» WHAT IS NEEDED
Can you copy down the stretch of the disease surveillance passage from "Surveillance is ongoing." through "the right policies." word for word?

Surveillance is ongoing. The government consistently tracks diseases and trends to see how they compare over time. Once the number of cases or infections drops, policymakers may eliminate certain public health policies. Diseases and viruses also tend to evolve over time. Symptoms may become more severe, or the disease may become more transmissible. The government will track these changes to ensure that they are implementing the right policies.

Public health and disease surveillance systems rely on a wide range of sources and assets when compiling their reports. Any information related to public health may be included to give clinicians and public policy experts a better sense of what’s happening on the ground.  This includes infection rates and disease cases from individual providers. Many analysts will also look at digital assets, such as social media, web forums, and other public digital spaces to learn more about how certain health trends are playing out in real-time. Providers will then use these digital channels to distribute accurate health information to ensure that people can protect themselves.

» GIVEN ENTRIES
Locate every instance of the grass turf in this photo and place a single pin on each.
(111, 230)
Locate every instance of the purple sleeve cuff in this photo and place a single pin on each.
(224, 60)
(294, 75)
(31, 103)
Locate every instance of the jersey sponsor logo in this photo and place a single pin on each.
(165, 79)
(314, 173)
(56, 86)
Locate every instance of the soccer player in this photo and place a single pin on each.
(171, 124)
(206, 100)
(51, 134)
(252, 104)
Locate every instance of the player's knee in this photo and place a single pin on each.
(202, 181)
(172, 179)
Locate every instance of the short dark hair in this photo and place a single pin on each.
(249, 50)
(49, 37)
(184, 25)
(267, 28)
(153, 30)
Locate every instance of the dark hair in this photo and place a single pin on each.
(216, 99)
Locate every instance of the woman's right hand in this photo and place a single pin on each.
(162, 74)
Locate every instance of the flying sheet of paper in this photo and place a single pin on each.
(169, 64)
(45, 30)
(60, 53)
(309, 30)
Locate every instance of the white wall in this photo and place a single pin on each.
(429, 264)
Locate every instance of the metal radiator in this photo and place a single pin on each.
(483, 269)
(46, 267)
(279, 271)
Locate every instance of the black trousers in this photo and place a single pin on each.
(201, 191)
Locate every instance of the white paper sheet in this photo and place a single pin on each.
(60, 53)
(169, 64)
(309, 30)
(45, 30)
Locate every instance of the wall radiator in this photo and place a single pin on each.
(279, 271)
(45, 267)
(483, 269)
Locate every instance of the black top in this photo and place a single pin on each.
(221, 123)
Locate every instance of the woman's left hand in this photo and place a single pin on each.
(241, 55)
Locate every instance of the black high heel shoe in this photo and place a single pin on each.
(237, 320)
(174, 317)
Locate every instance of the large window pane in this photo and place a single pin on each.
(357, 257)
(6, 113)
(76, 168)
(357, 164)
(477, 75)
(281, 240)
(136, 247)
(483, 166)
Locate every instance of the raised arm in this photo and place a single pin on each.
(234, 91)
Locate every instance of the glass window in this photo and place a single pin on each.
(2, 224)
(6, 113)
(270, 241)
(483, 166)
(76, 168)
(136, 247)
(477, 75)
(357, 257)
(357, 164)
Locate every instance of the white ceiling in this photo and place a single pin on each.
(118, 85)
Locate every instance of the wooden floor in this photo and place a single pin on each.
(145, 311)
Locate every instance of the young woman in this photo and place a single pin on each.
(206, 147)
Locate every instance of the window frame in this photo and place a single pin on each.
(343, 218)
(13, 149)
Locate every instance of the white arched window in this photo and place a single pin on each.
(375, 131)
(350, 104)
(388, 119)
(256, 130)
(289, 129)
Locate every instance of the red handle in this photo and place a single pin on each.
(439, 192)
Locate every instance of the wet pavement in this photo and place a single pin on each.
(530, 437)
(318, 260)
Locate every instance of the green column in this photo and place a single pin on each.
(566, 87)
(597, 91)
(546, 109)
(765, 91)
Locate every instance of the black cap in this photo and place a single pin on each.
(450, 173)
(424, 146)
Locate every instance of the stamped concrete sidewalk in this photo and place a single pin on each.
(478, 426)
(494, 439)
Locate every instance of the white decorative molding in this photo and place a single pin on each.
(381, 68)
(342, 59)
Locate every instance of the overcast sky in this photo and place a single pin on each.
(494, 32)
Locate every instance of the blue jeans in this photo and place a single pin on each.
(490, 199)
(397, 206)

» ANSWER SECTION
Surveillance is ongoing. The government consistently tracks diseases and trends to see how they compare over time. Once the number of cases or infections drops, policymakers may eliminate certain public health policies. Diseases and viruses also tend to evolve over time. Symptoms may become more severe, or the disease may become more transmissible. The government will track these changes to ensure that they are implementing the right policies.